**TRY IT**
Using the records below, quote only the span that opens with the line containing "Query: rope halter" and closes with the line containing "the stone building", exactly and inclusively.

**SUPPLIED RECORDS**
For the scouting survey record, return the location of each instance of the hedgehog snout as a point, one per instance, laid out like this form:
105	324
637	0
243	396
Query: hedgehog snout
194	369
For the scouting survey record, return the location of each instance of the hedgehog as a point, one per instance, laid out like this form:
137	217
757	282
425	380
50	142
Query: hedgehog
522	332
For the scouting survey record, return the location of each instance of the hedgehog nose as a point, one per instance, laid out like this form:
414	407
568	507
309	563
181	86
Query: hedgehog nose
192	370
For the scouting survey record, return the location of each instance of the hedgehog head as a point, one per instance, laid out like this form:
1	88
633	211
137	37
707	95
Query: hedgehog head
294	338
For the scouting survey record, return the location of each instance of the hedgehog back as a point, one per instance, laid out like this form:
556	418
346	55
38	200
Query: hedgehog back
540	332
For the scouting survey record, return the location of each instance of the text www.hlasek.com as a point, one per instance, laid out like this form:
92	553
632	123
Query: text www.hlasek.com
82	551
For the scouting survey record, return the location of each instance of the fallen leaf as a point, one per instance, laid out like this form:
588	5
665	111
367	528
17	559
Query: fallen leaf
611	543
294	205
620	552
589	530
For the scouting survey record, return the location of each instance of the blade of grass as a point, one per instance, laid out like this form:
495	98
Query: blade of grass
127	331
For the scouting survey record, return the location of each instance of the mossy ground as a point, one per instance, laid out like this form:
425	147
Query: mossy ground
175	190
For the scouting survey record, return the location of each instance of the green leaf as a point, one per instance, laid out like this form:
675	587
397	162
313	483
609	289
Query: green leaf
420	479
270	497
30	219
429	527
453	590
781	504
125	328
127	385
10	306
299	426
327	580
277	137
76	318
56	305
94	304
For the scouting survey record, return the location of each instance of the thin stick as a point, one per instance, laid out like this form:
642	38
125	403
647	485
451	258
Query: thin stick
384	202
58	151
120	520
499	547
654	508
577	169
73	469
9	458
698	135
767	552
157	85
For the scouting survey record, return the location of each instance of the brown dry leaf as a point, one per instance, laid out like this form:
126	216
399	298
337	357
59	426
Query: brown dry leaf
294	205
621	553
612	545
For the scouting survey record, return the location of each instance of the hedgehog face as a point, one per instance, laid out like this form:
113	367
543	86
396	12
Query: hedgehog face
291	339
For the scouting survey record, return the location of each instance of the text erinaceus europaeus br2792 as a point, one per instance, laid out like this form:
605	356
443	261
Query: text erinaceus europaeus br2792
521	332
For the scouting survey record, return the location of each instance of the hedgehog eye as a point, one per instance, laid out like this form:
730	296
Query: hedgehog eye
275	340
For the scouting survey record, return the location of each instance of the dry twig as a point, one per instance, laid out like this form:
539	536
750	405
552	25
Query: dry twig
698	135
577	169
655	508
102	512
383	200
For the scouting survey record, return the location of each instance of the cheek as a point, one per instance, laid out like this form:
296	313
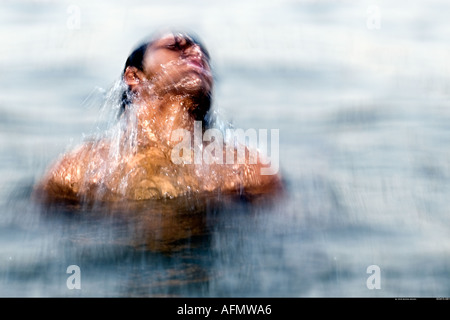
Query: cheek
153	63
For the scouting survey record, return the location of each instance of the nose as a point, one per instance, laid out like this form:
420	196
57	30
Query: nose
193	50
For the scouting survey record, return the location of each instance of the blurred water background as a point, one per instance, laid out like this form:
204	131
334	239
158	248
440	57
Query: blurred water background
359	91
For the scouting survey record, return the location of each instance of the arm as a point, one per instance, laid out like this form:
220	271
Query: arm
63	180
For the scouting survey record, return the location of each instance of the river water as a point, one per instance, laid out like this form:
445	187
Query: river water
360	95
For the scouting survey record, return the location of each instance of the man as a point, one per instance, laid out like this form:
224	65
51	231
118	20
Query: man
168	85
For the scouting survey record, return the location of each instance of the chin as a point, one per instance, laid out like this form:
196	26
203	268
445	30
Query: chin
195	84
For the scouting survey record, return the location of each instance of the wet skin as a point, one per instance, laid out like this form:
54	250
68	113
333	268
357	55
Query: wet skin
176	75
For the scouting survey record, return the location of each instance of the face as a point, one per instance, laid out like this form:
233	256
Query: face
176	63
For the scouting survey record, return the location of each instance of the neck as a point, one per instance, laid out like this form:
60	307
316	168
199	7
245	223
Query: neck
158	118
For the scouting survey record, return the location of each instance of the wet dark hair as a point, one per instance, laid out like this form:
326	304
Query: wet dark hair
136	59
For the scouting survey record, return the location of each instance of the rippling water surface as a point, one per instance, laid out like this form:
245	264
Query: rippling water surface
362	107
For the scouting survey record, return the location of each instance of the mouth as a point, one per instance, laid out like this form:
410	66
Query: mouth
196	63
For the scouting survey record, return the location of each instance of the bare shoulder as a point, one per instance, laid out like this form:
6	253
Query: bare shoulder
63	178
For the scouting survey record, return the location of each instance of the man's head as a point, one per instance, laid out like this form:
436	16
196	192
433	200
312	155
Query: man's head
171	64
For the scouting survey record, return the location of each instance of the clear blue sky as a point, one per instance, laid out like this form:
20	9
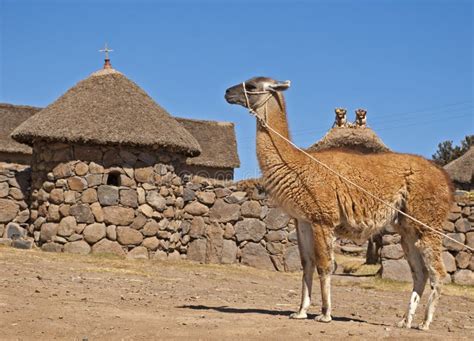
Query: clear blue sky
410	63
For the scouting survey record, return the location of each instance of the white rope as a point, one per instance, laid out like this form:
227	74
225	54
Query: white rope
265	124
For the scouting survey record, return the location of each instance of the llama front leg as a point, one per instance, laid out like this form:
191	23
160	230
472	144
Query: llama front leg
306	248
323	250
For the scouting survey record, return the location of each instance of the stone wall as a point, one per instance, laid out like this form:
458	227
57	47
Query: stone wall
149	211
14	211
458	260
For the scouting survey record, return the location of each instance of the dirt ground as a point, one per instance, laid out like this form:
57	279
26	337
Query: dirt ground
62	296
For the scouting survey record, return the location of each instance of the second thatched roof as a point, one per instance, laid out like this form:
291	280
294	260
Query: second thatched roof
363	140
107	108
11	116
217	141
461	170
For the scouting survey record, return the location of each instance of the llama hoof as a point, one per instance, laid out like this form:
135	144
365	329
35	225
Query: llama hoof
403	324
423	326
323	318
298	316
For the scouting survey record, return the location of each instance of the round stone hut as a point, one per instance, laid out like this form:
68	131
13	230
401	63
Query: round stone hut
105	163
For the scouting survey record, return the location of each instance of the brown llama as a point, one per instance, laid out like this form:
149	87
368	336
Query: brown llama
325	205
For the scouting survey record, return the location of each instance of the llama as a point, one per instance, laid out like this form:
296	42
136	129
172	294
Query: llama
324	205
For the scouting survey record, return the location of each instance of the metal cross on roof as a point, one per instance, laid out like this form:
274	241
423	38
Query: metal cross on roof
106	50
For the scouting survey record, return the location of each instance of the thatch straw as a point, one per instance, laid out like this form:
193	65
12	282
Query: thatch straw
363	140
217	141
11	116
107	108
461	170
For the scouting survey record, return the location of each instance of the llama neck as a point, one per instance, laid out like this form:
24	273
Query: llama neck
272	150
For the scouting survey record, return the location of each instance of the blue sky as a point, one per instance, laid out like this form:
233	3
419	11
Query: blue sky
410	63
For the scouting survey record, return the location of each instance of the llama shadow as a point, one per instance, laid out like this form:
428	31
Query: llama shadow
230	310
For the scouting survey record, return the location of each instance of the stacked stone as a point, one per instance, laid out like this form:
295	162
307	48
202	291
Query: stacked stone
231	226
14	211
458	260
76	209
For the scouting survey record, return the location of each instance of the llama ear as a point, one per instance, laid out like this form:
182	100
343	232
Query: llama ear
280	86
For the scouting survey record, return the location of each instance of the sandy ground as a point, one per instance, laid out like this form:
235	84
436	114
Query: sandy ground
59	296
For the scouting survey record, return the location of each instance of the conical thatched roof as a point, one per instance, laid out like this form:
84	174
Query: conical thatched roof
363	140
11	116
461	170
217	140
107	108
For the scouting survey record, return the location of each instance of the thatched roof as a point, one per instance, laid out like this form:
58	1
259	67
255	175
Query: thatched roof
363	140
217	141
107	108
461	170
11	116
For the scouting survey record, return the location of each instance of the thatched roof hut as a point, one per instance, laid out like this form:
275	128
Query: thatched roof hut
461	170
217	141
364	140
11	116
107	109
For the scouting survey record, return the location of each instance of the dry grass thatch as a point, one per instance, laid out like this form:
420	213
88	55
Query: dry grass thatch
107	108
11	116
217	141
363	140
461	170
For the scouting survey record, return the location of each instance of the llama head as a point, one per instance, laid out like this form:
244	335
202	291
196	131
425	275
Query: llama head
340	112
255	92
361	113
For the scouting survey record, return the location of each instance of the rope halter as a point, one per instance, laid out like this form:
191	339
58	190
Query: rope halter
252	111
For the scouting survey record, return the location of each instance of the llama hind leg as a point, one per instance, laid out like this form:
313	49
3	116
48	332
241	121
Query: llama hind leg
436	270
306	248
419	274
323	248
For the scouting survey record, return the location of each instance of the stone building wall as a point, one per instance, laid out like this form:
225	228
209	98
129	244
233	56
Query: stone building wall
14	210
458	260
149	211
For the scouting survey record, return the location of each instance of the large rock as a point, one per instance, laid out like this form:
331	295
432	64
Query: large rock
449	261
276	219
223	212
151	228
94	232
215	241
67	226
128	236
229	252
453	246
156	201
115	215
250	229
79	247
251	209
255	255
196	208
464	277
139	252
462	225
292	259
393	251
397	270
82	213
77	184
198	227
8	210
108	195
48	231
129	197
197	250
107	246
14	231
207	198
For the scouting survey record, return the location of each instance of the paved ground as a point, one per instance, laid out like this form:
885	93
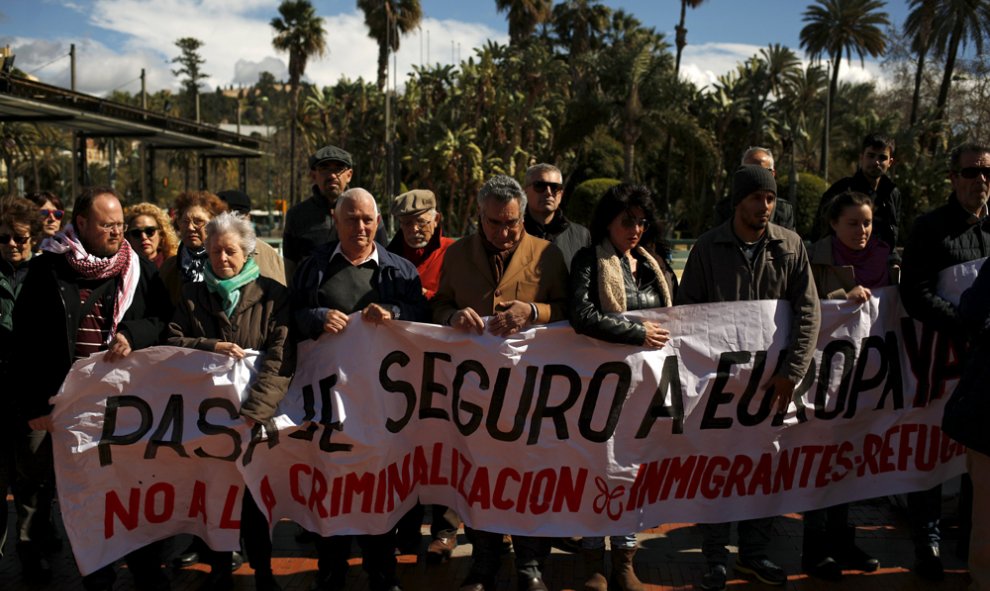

**EXERCISE RESPONSE**
Query: rope halter
252	111
For the scouting survey record, return the location of each instance of the llama hind leg as a point, one per instance, laid out like this form:
313	49
3	116
48	332
241	121
Query: llama hind leg
436	270
306	248
419	274
323	248
For the scouting survey record, return the location of each instance of the stone building wall as a point, one per instance, laid out like this form:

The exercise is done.